Supplied entries>
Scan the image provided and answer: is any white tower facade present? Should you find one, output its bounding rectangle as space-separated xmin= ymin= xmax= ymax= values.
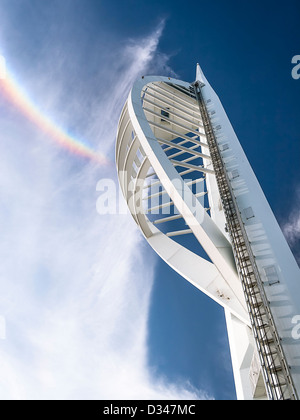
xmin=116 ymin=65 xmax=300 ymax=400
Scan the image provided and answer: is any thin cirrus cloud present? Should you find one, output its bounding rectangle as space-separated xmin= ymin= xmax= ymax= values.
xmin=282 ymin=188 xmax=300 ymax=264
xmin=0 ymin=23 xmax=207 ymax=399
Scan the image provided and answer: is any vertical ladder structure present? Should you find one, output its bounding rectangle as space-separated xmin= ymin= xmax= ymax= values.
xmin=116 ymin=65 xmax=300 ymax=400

---

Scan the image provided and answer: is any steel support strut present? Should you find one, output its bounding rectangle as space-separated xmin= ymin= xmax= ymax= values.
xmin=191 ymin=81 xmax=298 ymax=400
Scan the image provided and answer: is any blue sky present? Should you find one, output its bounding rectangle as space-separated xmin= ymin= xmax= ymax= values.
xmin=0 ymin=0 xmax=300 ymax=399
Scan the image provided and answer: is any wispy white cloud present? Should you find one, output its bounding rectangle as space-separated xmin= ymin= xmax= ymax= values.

==

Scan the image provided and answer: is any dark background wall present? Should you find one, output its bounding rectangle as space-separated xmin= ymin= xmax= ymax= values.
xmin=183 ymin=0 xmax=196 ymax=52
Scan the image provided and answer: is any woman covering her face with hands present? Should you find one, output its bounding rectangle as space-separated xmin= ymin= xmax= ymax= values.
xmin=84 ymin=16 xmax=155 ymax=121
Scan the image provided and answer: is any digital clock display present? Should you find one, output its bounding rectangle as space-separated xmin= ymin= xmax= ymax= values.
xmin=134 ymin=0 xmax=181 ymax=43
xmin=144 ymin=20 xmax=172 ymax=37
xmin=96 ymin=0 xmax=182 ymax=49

Directions>
Give the entries from the line with "Scan the image provided and answer: is any steel" up to and including the line with "xmin=0 ymin=0 xmax=300 ymax=399" as a two-column CSV headed entry and answer. Each entry gets one row, with its text and its answer each in a single quoted field and any line breaks turned into spaces.

Right answer>
entry,answer
"Scan the image provided and answer: is any steel support strut present? Should you find one, output its bounding rectangle as space-separated xmin= ymin= xmax= ymax= values.","xmin=191 ymin=81 xmax=298 ymax=400"
"Scan the image provided and answer: is any blue sky present? Should you find one, output its bounding rectangle as space-separated xmin= ymin= xmax= ymax= values.","xmin=0 ymin=0 xmax=300 ymax=399"